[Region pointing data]

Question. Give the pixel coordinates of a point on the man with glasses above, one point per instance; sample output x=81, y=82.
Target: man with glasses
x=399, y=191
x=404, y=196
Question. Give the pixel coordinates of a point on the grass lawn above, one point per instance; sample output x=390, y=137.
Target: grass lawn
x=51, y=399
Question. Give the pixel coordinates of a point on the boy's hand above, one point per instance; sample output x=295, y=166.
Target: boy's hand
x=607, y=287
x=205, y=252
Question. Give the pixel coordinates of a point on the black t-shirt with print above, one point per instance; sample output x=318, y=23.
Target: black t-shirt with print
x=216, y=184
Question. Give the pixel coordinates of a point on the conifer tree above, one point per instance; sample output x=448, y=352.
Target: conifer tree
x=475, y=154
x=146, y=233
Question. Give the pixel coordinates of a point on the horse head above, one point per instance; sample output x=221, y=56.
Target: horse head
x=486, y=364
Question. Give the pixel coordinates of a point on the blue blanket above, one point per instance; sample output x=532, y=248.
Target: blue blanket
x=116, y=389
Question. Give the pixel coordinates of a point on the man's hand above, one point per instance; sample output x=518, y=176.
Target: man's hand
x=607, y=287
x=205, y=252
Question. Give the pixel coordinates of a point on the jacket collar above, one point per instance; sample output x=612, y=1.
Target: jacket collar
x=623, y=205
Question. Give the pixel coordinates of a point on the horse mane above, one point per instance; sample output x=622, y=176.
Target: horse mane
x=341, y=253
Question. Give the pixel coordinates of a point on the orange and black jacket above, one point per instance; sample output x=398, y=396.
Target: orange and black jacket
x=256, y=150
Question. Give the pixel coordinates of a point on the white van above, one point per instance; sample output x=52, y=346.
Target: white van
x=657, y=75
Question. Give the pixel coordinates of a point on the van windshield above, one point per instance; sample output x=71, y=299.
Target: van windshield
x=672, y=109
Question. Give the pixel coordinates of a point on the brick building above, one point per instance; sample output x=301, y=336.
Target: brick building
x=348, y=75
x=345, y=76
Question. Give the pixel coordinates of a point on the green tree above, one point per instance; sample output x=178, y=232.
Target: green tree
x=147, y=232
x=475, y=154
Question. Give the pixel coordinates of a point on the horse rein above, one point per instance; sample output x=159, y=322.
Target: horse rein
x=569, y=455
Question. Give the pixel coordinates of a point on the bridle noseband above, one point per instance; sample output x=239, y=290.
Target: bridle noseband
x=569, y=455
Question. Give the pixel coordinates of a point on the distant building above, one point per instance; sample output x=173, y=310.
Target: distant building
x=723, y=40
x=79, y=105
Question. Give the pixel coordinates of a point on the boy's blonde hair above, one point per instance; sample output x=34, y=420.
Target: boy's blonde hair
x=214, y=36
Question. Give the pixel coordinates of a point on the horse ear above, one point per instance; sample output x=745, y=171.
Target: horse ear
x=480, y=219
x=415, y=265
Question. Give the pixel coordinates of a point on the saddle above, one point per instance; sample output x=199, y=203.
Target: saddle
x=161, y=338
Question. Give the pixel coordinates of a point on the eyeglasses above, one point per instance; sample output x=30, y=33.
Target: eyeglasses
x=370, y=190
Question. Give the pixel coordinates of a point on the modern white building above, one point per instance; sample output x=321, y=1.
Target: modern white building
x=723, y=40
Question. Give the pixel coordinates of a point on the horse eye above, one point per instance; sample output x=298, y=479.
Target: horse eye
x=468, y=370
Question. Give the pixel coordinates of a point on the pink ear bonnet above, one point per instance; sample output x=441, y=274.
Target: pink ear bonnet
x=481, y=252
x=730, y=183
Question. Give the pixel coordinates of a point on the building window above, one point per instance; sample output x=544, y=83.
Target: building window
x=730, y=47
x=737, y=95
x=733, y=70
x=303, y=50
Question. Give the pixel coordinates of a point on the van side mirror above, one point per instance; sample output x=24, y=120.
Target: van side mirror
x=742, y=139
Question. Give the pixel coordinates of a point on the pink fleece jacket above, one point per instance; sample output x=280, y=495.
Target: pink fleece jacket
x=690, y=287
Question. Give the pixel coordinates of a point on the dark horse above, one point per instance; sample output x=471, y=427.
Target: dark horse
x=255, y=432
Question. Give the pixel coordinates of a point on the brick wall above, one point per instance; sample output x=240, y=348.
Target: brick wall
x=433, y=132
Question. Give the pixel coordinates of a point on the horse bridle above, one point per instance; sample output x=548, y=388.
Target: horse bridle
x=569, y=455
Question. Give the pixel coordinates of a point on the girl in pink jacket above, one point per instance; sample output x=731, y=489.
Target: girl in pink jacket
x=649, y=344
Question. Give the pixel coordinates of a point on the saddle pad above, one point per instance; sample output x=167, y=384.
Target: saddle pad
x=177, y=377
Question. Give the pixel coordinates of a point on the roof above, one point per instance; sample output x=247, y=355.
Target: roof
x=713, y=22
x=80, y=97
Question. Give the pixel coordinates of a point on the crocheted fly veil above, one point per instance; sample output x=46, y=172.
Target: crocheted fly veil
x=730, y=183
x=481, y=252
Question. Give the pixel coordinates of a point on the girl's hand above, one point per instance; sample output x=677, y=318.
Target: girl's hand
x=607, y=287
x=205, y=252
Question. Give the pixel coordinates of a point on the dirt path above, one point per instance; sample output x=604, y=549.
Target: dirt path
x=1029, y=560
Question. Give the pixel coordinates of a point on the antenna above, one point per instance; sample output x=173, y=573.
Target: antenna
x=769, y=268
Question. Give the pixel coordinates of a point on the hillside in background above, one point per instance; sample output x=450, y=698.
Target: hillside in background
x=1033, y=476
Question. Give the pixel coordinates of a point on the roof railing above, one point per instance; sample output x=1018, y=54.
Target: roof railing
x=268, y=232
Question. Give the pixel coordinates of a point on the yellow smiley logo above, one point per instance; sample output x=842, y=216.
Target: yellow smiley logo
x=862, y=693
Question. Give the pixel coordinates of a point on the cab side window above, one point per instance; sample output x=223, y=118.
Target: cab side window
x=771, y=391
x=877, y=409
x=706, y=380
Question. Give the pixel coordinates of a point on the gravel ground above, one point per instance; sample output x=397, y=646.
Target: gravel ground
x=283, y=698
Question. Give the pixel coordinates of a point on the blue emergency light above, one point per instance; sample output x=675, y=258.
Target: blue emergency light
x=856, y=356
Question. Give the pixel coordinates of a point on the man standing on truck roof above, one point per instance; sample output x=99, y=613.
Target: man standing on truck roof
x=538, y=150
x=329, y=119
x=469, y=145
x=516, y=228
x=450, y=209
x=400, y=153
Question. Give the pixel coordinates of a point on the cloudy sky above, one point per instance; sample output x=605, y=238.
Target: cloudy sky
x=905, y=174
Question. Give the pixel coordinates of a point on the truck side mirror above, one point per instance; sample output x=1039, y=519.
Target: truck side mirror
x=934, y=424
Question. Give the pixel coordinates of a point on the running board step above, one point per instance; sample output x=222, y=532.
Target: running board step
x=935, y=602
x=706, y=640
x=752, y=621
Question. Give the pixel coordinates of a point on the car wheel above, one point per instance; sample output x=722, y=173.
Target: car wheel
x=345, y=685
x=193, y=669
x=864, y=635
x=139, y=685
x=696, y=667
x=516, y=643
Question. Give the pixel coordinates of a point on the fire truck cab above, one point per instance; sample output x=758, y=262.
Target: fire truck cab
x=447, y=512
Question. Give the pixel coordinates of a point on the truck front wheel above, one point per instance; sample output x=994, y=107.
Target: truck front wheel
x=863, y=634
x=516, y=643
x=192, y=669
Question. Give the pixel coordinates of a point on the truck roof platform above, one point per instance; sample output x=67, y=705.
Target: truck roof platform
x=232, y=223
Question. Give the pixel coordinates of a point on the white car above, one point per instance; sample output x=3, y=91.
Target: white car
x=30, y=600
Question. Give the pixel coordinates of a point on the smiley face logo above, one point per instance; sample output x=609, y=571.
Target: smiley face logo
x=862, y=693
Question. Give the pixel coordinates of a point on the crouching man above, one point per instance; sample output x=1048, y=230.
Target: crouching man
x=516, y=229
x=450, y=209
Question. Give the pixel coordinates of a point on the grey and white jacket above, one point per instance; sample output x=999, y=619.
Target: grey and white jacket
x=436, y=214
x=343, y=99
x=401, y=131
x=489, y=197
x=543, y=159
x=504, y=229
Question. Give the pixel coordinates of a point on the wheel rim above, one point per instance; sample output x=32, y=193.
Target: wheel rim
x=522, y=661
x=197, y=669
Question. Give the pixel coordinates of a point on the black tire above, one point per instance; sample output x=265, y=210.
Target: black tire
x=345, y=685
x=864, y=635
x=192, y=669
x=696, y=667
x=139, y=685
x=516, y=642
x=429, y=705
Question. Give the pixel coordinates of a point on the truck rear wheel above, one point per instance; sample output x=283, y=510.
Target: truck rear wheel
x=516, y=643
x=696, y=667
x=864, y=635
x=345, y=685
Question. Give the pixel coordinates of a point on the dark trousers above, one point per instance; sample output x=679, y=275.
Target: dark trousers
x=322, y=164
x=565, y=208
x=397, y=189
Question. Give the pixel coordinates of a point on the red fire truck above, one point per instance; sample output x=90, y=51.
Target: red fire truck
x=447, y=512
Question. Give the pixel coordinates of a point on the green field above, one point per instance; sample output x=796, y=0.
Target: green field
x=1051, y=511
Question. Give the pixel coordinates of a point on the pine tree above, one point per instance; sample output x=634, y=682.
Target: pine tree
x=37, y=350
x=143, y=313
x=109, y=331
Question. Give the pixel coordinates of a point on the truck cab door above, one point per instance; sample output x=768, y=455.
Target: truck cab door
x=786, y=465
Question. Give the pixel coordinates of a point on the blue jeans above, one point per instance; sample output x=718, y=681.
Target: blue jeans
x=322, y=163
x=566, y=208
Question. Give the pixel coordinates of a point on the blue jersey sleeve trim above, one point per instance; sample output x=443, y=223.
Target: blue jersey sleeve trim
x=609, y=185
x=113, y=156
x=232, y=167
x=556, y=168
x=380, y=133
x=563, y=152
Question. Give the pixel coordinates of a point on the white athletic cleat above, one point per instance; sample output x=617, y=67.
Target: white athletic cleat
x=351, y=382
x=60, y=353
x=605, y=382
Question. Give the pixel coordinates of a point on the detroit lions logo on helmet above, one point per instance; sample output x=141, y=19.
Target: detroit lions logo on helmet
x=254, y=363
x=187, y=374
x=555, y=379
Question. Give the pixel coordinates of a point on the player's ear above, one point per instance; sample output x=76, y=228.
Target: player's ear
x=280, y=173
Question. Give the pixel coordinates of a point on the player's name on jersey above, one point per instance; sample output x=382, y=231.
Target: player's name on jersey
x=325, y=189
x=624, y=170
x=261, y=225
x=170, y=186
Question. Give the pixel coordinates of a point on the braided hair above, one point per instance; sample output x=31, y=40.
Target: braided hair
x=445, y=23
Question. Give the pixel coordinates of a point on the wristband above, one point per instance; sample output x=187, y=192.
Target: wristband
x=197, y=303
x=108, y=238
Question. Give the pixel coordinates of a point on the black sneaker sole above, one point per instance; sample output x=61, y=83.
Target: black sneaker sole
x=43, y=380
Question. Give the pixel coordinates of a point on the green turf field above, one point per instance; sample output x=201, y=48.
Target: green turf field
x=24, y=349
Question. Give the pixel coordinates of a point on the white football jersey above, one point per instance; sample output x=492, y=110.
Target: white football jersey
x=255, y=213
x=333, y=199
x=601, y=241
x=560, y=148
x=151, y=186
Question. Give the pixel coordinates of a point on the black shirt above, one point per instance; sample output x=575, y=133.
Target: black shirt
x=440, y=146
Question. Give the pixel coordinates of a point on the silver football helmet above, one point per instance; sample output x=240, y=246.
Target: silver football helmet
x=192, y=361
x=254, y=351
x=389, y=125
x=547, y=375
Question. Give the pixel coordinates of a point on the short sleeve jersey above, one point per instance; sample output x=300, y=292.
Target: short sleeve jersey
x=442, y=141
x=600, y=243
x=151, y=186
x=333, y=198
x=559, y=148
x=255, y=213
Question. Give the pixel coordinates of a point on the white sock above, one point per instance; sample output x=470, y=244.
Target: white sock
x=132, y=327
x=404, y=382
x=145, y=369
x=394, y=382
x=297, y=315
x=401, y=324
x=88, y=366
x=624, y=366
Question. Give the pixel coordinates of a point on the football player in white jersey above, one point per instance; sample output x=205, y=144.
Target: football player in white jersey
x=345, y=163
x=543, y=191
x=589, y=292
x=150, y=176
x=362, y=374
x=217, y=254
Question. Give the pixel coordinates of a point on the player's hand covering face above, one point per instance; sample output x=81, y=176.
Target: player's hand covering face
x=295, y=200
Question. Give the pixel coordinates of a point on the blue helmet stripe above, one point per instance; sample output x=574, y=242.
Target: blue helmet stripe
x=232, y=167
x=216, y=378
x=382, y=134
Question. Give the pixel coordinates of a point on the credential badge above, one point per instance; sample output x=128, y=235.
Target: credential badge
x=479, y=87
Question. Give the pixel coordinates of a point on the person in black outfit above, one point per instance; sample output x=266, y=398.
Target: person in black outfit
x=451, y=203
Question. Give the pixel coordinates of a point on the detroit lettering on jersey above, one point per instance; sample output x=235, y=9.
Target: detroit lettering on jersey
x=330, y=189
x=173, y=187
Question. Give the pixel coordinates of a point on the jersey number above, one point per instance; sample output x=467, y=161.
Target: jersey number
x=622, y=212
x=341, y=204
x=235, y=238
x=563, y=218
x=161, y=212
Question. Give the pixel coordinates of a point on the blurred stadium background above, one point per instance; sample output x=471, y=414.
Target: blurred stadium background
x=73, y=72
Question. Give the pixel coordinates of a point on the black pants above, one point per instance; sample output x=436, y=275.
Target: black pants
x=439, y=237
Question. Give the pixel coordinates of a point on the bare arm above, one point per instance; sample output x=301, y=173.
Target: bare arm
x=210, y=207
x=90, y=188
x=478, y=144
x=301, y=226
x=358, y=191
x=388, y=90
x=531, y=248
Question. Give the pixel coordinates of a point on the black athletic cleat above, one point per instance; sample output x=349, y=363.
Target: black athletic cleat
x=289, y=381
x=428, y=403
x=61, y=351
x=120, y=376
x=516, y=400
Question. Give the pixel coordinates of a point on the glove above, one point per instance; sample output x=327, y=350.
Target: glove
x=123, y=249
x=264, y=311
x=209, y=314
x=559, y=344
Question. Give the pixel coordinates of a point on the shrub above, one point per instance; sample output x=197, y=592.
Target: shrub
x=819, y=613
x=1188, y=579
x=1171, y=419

- [PROBLEM TO WORK ON]:
Using the entries above, give again exactly the lines from the line holding "output x=235, y=9." through the line holding "Question. Give the pixel coordinates of a point on the bare". Include both end lines and nothing else.

- [YOUR RESPONSE]:
Question. Give the pixel coordinates of a point on the detroit lettering on jersey above, one point per instance; sample output x=235, y=9.
Target: detroit lettering on jersey
x=330, y=189
x=173, y=187
Question. Give the pixel coordinates of a point on the jersey number above, one point per instance; sample output x=467, y=161.
Target: jersey number
x=622, y=212
x=341, y=204
x=235, y=238
x=563, y=218
x=161, y=212
Question. Give the pixel coordinates of a point on the blurred stadium background above, one point per instance; sample output x=471, y=414.
Target: blurred stadium background
x=73, y=72
Question. Give the pixel coordinates of a point on the black pants above, one point per instance; sample output x=436, y=275.
Target: black pants
x=439, y=237
Question. Give the pixel coordinates of a point on the bare arm above, one point per instance; sample output x=301, y=173.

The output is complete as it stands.